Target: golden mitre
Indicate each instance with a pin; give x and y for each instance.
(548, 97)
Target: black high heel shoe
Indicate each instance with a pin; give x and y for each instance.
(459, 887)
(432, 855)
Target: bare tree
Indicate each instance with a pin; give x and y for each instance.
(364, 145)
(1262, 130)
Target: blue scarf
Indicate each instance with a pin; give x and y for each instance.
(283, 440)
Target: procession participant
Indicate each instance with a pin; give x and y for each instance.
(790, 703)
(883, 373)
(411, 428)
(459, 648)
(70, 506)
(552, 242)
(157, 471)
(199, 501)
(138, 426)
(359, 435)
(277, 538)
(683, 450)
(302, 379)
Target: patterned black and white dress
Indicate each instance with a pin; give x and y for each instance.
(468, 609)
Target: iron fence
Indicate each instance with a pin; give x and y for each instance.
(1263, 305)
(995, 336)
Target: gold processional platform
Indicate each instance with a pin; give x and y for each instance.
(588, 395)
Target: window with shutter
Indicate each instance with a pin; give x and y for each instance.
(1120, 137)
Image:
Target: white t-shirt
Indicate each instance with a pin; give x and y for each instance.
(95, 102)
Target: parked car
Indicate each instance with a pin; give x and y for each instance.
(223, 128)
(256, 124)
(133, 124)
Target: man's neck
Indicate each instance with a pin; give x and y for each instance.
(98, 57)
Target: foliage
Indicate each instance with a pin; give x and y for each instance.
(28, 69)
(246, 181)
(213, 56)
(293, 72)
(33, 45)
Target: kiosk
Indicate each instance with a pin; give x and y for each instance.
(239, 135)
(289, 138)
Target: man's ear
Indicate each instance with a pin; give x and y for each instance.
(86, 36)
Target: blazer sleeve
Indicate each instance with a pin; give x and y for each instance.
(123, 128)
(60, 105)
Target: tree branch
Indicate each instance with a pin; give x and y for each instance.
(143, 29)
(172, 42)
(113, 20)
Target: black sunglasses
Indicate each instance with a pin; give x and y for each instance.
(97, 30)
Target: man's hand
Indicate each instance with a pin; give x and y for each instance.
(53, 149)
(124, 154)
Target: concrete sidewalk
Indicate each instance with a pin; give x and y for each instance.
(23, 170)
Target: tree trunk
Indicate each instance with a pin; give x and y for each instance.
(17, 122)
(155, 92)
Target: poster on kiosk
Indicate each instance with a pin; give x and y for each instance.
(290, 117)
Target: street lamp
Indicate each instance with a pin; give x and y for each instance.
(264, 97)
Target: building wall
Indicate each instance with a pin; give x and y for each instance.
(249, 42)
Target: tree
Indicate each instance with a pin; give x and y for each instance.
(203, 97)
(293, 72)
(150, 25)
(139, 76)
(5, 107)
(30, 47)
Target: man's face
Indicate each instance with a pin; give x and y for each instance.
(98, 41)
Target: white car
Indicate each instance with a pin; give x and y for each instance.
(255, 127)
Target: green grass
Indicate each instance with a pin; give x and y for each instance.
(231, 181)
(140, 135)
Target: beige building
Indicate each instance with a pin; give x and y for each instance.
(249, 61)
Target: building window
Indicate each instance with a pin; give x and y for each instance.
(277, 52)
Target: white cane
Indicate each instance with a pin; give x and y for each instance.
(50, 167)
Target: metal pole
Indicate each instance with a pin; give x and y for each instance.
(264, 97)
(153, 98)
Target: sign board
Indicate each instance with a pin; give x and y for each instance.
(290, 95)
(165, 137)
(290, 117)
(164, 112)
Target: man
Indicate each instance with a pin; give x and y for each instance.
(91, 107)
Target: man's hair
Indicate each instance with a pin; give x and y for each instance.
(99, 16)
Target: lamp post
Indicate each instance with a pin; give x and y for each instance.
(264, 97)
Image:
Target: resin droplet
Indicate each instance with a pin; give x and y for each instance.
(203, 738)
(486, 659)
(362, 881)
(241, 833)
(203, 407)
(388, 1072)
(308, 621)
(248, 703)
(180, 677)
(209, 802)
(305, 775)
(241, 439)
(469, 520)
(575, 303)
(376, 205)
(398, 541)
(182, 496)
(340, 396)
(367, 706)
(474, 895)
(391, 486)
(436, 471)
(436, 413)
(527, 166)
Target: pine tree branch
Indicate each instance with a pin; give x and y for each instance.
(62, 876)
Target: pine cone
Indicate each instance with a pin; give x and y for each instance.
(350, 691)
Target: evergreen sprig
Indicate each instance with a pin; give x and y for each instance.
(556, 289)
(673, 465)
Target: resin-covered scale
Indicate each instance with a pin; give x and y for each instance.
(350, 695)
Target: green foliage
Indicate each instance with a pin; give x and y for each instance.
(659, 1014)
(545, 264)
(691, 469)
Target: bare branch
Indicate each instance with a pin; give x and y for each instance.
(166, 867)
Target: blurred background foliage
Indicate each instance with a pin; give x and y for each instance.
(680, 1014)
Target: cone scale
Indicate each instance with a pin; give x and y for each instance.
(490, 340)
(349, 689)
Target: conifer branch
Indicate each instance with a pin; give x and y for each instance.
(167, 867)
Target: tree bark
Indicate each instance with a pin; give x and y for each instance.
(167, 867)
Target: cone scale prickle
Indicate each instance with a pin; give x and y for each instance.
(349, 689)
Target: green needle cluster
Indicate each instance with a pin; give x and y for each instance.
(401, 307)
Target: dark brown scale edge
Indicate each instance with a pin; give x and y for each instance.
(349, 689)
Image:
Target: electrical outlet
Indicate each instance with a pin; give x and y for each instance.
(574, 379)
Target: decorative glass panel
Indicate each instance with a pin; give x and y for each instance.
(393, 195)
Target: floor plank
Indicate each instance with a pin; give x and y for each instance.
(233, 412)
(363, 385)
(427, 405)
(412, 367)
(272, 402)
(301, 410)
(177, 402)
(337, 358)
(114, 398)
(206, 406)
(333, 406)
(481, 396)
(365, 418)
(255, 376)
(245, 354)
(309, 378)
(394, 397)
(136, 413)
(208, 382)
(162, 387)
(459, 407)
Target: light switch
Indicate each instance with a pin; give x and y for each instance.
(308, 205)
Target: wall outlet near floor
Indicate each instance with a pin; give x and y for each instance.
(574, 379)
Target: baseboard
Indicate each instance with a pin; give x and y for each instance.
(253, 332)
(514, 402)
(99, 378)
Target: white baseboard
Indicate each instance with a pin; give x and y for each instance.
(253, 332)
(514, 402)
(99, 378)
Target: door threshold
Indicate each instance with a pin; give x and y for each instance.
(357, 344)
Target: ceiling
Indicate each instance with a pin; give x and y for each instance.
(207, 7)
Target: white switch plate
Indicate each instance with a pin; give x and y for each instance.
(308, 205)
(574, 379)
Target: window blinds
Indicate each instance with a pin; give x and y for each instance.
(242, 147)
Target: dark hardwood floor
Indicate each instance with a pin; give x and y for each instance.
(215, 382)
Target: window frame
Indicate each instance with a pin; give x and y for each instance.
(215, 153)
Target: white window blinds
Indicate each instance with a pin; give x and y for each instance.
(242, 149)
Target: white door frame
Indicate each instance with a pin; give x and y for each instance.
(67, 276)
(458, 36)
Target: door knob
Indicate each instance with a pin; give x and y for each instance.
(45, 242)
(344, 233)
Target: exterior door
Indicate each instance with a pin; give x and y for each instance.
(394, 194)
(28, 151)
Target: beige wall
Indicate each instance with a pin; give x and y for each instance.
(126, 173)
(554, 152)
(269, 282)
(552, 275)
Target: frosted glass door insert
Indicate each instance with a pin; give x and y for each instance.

> [Given instruction] Retype the whole listing, matching it exactly.

> [Exercise response]
Target: golden mitre
Indicate each instance with a pin; give x and y for each instance.
(548, 97)
Target: black high heel shoe
Indicate each instance with a pin; give x and y for each instance.
(459, 887)
(432, 855)
Target: bare tree
Indicate each instance with a pin; give x and y for each instance.
(364, 145)
(1262, 130)
Target: blue scarf
Indicate each instance with a pin; give x and y for each instance.
(283, 440)
Target: procession participant
Indicate each instance with a pin; give x and y for each instance.
(790, 703)
(883, 373)
(411, 428)
(459, 648)
(70, 506)
(552, 242)
(157, 471)
(199, 501)
(138, 426)
(359, 435)
(277, 538)
(683, 450)
(302, 379)
Target: patterned black and white dress
Indicate each instance with a pin; give x and y for each instance.
(468, 609)
Target: iron fence
Indicate each instance with a pin; give x and y for each instance.
(1263, 305)
(995, 336)
Target: gold processional platform
Indicate each instance with a pin; give x and y for each instance.
(588, 395)
Target: window with shutter
Indicate each instance with a pin; give x and y for each instance.
(1120, 137)
Image:
Target: white t-shirt
Indicate each instance with a pin; give x and y for each instance.
(95, 102)
Target: parked car
Indicate each instance with a pin; give x and y for each instance.
(223, 128)
(256, 124)
(133, 124)
Target: man's neck
Indicate each instance with a pin; give x and y for each instance.
(98, 57)
Target: foliage
Indicate each instance with a pin; give x and y for each instance.
(28, 69)
(246, 181)
(213, 56)
(293, 72)
(33, 45)
Target: kiosk
Indicate each instance with a pin; give x and y for each instance.
(239, 135)
(289, 138)
Target: man's ear
Indicate each instance with a pin; give x and y for each instance.
(86, 36)
Target: blazer sleeve
Indicate each instance with a pin; give x and y for each instance.
(123, 128)
(60, 105)
Target: tree branch
Indicate each instance with a pin; give x and y for each instance.
(143, 29)
(172, 42)
(113, 20)
Target: black sunglasses
Indicate each instance with a pin; give x and y for each instance.
(97, 30)
Target: man's hand
Indicate each instance with a pin; give x and y for each instance.
(53, 149)
(124, 154)
Target: concrete sidewalk
Indicate each instance with a pin; give x and y for each instance.
(23, 170)
Target: tree trunk
Indicate each instance with a pin; give x and y for each instance.
(17, 122)
(155, 92)
Target: poster on kiosk
Indicate each instance with a pin; give x and y for each instance.
(290, 117)
Target: street lamp
Indicate each instance with a pin; give x and y for each instance.
(264, 97)
Target: building wall
Indicate each instance with a pin; give x and y for each instance.
(249, 42)
Target: tree
Indicate each instance with a pin; give x and y for each instance.
(203, 97)
(293, 72)
(150, 25)
(139, 76)
(5, 107)
(30, 47)
Target: man's face
Indicate each instance with a pin; give x and y for each instance.
(98, 41)
Target: white car
Indicate each instance with a pin; give x and y for each instance.
(255, 127)
Target: green grass
Indicate each instance with a pin; give x and y for each instance.
(231, 181)
(140, 135)
Target: beige building
Indicate each instance with a pin; give x and y for each instance.
(249, 61)
Target: building window
Indicate each instance with a pin; give x and y for each instance.
(277, 52)
Target: white cane
Indicate each instance with a pin; give x and y for each instance.
(50, 167)
Target: metal pole
Indicate each instance with a pin; give x and y for each instance.
(264, 97)
(153, 98)
Target: sign board
Indicate each instance with a pin; give x and y for each instance.
(290, 95)
(165, 137)
(290, 117)
(164, 112)
Target: man
Indicate each instance with a pin; give x and y for each instance.
(91, 107)
Target: man's hair
Indicate each instance with a pin; give x and y for each instance.
(99, 16)
Target: lamp post
Indicate each instance with a pin; give x and y for each instance.
(264, 97)
Image:
Target: resin droplet
Indicate each instance with a pin; give x and y for each instance.
(203, 738)
(486, 659)
(362, 881)
(241, 833)
(203, 407)
(388, 1072)
(308, 621)
(248, 703)
(180, 677)
(209, 802)
(305, 775)
(241, 439)
(469, 520)
(575, 303)
(376, 205)
(398, 541)
(182, 496)
(340, 396)
(367, 706)
(474, 895)
(391, 486)
(436, 471)
(436, 413)
(527, 166)
Target: pine tree branch
Indicate each instance with a pin; give x and y for each instance.
(62, 876)
Target: pine cone
Indicate each instance with a pin; give x and y for each instance.
(350, 691)
Target: evergreen sprig
Indicate each instance with a pin; give x and y for each instance.
(556, 289)
(673, 465)
Target: resin-covered scale
Indicate each instance with a pin; give x and y for each instance.
(350, 695)
Target: green foliage
Indicate each instance with a pin; give x and y for each instance.
(659, 1014)
(545, 264)
(691, 469)
Target: bare branch
Indicate each instance with a pin; give x and y for each instance.
(166, 867)
Target: blurred background foliage
Indicate each instance with a pin; give x and y for each instance.
(680, 1014)
Target: cone scale
Indicate each instance with a pin; give x and y for each instance.
(490, 340)
(349, 689)
Target: conifer branch
Indicate each instance with a pin; give x and y for each instance.
(167, 867)
Target: tree bark
Indicate each instance with a pin; give x and y for each instance.
(167, 867)
Target: cone scale prickle
Indicate each instance with a pin; give x and y for each instance.
(349, 689)
Target: green needle cluster
Indicate each instance with a pin; give x and y for each instance.
(401, 307)
Target: dark brown scale edge
Indicate each instance with a pin; give x and y for each instance.
(349, 689)
Image:
Target: electrical outlet
Indicate each instance with a pin; give x and y for each instance.
(574, 379)
Target: decorative glass panel
Indicate each instance with a pin; give x and y for each instance.
(393, 195)
Target: floor plank
Indicate each instance with a pin; give x and y for each instance.
(233, 412)
(363, 385)
(427, 405)
(412, 367)
(272, 402)
(301, 410)
(177, 402)
(337, 358)
(114, 398)
(206, 406)
(333, 406)
(481, 396)
(365, 418)
(255, 376)
(245, 354)
(309, 378)
(394, 397)
(136, 413)
(208, 382)
(162, 387)
(459, 407)
Target: light switch
Indicate each instance with a pin; give x and y for each instance.
(308, 205)
Target: wall outlet near floor
Indicate each instance with a pin; give x and y for each instance.
(574, 379)
Target: baseboard
Indicate each instance with a pin; give x and y for each instance.
(253, 332)
(514, 402)
(99, 378)
Target: white baseboard
Indicate each instance with a pin; give x and y for each instance.
(253, 332)
(514, 402)
(99, 378)
Target: door threshold
Indicate each instance with a pin; give x and y for each instance.
(357, 344)
Target: ceiling
Indicate each instance with a pin; give x and y for each instance.
(207, 7)
Target: white switch plate
Indicate each instance with a pin; give x and y for each instance.
(308, 205)
(574, 379)
Target: window blinds
Indicate each instance with a pin; give x and y for each instance.
(242, 147)
Target: dark hardwood floor
Indicate each instance with a pin; give x and y for each instance.
(215, 382)
Target: window frame
Indicate each instance with a pin; give x and y for each instance.
(215, 153)
Target: white window blinds
Indicate each instance with a pin; give x and y for each instance.
(242, 149)
Target: white door frame
Indicate each instance with a pin; give x and y for each instance.
(67, 276)
(458, 36)
Target: door knob
Indicate each instance with a pin; give x and y for each instance.
(45, 242)
(344, 233)
Target: exterior door
Indicate each instance with a pin; give x and y for each instance.
(394, 194)
(28, 151)
Target: beige wall
Indicate each instance with a pin; give x and y for each instance.
(126, 173)
(554, 152)
(269, 282)
(552, 275)
Target: frosted glass door insert
Indicate each instance with a pin; give x and y for each instance.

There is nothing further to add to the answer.